How to complete this task: Search the data for the string "giraffe" and gather each line it is in.

---------- Records provided ----------

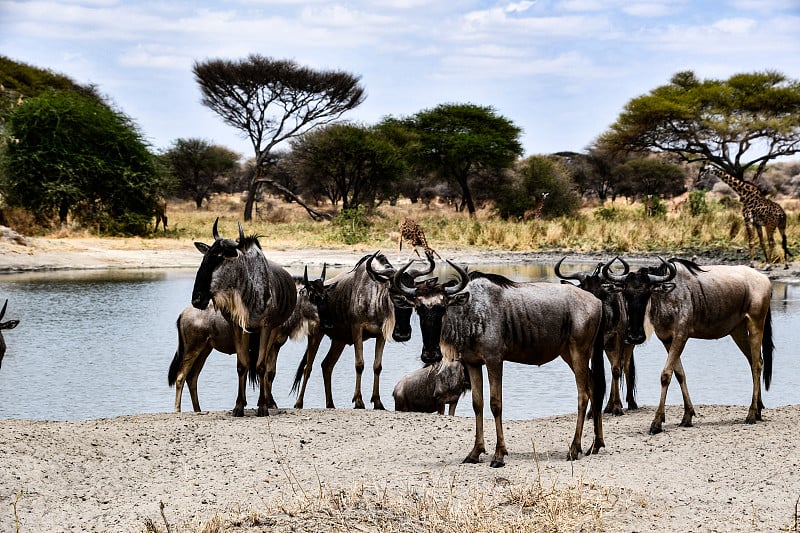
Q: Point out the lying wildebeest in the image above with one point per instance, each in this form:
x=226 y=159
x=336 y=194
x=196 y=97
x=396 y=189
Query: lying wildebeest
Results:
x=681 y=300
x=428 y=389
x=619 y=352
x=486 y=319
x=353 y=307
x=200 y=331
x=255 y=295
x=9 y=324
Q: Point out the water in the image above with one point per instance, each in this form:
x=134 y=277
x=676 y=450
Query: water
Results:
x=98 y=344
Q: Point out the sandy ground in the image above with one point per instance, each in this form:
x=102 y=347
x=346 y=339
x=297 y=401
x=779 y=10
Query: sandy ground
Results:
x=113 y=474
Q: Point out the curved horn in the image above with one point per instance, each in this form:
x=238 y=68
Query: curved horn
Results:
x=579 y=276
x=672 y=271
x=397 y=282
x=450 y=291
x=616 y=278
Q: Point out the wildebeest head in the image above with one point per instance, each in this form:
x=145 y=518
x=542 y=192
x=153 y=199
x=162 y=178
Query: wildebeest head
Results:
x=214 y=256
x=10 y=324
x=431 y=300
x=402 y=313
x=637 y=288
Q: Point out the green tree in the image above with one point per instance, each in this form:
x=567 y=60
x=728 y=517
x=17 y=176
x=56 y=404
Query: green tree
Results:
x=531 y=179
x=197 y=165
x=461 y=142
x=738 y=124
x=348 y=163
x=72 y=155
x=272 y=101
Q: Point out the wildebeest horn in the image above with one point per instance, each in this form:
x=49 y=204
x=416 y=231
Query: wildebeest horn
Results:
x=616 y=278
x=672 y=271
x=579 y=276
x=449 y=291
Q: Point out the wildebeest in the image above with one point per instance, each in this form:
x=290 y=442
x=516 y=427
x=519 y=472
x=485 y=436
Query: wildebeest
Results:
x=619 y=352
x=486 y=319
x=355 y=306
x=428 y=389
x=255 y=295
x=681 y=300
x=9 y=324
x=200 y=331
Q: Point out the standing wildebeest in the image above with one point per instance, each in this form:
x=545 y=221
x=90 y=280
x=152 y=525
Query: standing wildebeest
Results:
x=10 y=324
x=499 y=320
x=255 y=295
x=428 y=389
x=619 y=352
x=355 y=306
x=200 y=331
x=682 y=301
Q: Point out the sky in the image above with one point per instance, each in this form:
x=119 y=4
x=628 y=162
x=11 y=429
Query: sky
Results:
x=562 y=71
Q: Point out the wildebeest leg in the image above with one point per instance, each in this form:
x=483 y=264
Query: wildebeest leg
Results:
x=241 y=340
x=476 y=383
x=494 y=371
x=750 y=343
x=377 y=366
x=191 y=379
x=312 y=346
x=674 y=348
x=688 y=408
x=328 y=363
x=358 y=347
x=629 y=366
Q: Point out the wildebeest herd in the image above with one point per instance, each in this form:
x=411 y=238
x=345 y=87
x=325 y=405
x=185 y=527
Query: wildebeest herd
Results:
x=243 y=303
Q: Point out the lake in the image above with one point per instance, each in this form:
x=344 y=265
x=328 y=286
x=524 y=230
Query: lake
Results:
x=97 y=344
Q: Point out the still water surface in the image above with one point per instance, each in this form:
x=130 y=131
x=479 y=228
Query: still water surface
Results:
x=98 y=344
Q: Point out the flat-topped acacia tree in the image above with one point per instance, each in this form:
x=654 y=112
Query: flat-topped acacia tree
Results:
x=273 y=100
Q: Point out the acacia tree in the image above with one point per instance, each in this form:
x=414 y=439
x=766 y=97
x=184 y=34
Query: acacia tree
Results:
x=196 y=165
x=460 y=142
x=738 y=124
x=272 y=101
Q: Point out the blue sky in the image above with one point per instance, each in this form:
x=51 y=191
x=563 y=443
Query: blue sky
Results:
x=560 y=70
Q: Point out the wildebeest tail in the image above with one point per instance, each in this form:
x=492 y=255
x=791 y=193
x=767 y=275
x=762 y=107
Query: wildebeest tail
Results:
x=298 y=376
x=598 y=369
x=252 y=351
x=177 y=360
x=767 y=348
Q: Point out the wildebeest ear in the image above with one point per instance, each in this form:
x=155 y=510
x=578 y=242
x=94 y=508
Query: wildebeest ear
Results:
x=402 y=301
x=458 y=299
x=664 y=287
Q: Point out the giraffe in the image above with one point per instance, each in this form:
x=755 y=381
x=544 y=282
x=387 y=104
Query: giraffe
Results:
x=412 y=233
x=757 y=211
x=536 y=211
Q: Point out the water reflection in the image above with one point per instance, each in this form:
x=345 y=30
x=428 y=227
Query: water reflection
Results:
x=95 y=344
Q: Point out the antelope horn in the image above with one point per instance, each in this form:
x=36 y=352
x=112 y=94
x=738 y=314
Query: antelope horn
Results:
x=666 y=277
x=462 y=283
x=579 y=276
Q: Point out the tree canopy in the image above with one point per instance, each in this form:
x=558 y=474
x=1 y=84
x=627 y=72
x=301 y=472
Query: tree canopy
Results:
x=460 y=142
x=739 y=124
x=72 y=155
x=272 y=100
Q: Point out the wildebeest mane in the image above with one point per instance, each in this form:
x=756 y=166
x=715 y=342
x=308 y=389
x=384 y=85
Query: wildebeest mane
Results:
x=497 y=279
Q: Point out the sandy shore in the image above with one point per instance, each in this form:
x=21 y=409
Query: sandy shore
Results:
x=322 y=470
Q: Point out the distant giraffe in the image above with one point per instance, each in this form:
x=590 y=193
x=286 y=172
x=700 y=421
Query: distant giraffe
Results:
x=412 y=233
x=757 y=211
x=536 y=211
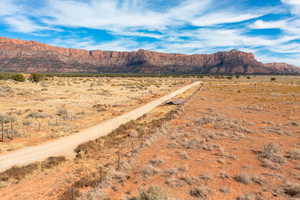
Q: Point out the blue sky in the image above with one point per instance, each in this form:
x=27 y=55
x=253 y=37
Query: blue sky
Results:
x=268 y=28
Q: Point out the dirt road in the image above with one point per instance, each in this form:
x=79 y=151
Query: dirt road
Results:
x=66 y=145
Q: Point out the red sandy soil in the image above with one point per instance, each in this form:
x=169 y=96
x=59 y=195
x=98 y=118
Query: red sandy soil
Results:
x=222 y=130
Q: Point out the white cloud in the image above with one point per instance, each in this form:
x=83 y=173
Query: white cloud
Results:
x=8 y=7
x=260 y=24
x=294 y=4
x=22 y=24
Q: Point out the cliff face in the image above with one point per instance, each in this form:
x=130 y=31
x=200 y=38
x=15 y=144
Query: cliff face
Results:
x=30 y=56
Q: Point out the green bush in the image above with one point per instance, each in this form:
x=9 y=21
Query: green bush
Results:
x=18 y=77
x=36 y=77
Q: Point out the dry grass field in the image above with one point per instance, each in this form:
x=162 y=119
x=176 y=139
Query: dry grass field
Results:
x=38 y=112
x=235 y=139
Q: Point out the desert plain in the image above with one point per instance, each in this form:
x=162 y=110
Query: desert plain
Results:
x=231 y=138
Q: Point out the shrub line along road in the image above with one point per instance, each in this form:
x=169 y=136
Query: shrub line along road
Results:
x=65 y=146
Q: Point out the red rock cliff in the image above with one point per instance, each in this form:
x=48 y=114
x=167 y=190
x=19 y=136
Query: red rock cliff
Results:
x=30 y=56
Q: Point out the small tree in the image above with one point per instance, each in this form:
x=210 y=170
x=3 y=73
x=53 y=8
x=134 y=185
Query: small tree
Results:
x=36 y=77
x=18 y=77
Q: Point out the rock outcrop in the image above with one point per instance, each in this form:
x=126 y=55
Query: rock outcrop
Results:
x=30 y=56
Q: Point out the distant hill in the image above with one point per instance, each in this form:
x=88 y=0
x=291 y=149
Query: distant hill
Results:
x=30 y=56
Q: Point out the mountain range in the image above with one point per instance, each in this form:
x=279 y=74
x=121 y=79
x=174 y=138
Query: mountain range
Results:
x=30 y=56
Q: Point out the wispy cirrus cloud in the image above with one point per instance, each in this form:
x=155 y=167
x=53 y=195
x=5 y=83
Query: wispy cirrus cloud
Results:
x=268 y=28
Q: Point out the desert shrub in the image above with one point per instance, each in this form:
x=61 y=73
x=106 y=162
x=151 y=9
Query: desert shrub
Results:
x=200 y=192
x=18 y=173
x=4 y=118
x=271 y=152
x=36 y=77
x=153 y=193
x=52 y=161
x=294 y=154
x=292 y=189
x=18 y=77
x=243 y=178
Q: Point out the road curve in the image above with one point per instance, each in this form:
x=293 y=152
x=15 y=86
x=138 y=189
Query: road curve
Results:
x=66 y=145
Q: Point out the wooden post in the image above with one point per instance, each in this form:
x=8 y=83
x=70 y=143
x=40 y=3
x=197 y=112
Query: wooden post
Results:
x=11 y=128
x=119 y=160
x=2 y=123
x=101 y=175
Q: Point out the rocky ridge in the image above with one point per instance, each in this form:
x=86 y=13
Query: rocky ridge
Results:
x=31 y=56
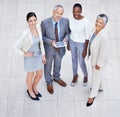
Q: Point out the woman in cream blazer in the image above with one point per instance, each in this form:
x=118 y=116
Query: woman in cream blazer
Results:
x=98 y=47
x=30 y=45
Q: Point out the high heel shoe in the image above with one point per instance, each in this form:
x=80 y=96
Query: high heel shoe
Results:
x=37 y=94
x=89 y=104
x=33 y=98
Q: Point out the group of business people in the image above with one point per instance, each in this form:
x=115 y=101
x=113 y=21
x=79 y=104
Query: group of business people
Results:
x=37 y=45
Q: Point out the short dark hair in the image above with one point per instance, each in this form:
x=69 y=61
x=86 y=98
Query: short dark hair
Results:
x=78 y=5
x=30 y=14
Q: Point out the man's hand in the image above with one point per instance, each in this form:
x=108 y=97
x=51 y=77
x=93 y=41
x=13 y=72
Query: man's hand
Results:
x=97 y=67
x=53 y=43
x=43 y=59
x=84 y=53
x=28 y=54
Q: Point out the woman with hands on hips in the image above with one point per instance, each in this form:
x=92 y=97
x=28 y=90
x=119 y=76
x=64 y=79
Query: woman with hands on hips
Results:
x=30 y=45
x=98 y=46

----------

Solution to the problem:
Q: Point out the giraffe in the image above with one point per instance, each in this form:
Query: giraffe
Q: Point out the distant giraffe in the image above with one point per instance, each in this form:
Query: distant giraffe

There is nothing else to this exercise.